Consigne écrite A:
Dans le reportage sur les sécheurs de poissons de Kisumu, énumérez tout ce qui reste des perches du Nil selon la première phrase et la suivante.
Consigne écrite B:
Relevez chaque ligne des enregistrements où figure la chaîne "chili".

Extrait fourni:

__________

Kisumu envoyé spécial
Il ne reste que la tête, l'arête et la queue. Un peu de chair rose aussi, dont les éclats volent au visage de Pauline Ochien'g. «Il m'en faut deux cents», crie-t-elle. Tôt ce matin, Pauline est venue remplir sa charrette de restes de perches du Nil jetés d'un camion passablement réfrigéré de l'usine de transformation de poisson de la ville.
Avec les dizaines d'autres membres de sa communauté des «sécheurs de poissons d'Obunga», un bidonville planté en bord de la zone industrielle de Kisumu, Pauline va passer sa journée à sécher, découper et frire des squelettes de perches pour les vendre en bord de route, cinq ou six centimes d'euro pièce, à d'autres miséreux n'ayant pas les moyens de se payer les filets destinés à l'exportation. «C'est dommage que, après dix ans d'école, je sois réduite à faire ce travail, estime Karen Onyango, une de ses voisines. Mais c'est très rentable. Ça nourrit bien nos familles.»

__________

Enregistrements fournis:

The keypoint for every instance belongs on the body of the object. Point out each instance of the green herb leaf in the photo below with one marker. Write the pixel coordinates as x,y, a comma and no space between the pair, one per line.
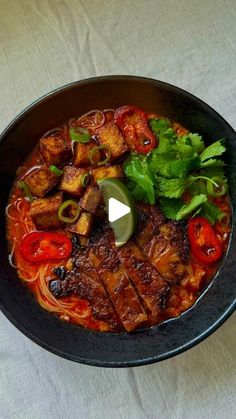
137,170
210,211
170,188
187,209
213,150
212,163
168,166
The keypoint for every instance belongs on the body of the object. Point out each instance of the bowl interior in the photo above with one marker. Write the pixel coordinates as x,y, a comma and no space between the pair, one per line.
73,342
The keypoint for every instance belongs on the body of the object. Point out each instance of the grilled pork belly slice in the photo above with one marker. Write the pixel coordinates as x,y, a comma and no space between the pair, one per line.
164,242
151,287
77,282
104,256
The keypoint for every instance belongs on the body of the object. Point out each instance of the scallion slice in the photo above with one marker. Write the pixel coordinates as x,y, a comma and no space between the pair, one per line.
25,188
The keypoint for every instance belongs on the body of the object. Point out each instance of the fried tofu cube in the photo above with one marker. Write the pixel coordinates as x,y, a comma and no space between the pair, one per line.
110,136
83,241
40,181
54,150
44,211
82,153
72,179
105,172
91,199
83,226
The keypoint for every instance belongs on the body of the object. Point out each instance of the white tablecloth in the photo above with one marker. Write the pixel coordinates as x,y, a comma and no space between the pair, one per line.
45,44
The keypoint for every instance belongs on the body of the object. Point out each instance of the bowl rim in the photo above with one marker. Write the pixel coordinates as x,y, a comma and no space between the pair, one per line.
165,355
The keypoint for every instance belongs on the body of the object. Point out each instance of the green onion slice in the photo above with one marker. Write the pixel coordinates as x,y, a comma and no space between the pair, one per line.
55,170
216,190
25,188
96,150
79,134
74,208
85,179
224,219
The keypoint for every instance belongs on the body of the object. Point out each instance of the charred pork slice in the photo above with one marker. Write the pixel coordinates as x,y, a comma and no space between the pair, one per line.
104,256
84,281
164,242
78,283
151,287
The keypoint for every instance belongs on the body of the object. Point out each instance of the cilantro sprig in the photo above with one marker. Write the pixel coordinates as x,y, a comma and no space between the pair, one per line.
180,166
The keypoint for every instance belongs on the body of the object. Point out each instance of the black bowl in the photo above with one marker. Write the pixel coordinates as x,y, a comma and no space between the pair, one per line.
110,349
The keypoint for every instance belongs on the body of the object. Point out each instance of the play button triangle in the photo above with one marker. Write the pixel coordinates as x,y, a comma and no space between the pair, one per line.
116,209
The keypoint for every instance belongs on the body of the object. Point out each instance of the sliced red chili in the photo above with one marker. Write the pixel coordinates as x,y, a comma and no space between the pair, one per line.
39,246
204,243
133,123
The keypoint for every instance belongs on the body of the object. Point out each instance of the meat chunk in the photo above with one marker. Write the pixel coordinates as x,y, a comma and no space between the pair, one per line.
87,288
104,172
44,211
40,181
82,154
72,179
151,287
91,199
110,136
164,242
54,150
83,226
104,257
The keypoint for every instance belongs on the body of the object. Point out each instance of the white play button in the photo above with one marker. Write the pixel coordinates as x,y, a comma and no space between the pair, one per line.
116,209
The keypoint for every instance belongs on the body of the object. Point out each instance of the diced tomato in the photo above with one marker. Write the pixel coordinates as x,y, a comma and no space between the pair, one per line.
39,246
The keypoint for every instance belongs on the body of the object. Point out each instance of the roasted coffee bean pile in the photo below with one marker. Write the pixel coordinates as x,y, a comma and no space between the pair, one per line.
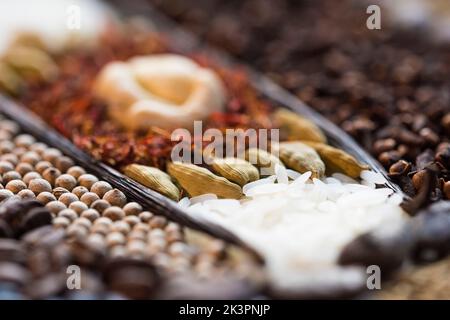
54,214
388,88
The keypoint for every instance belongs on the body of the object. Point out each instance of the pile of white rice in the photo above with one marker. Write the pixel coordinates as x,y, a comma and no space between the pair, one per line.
300,226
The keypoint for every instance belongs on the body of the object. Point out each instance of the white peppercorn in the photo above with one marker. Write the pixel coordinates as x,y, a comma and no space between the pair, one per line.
100,205
89,198
78,207
104,220
142,226
102,229
76,231
15,186
114,239
160,259
114,213
19,151
10,176
41,166
100,188
50,174
156,233
5,166
67,198
174,236
87,180
83,222
178,248
136,247
121,226
24,168
132,208
76,171
145,216
69,214
158,222
31,176
10,157
90,214
96,239
39,185
137,235
79,191
157,245
61,222
66,181
58,191
6,146
30,157
45,197
55,206
4,135
5,194
132,220
64,163
38,147
116,198
118,251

__________

Corrigé de l'exercice A:
- la tête
- l'arête
- la queue
- un peu de chair rose

Corrigé de l'exercice B:
The keypoint for every instance belongs on the body of the object. Point out each instance of the sliced red chili in the photo above with one marker. Write the pixel coordinates as x,y, a comma and no space between the pair, one per line.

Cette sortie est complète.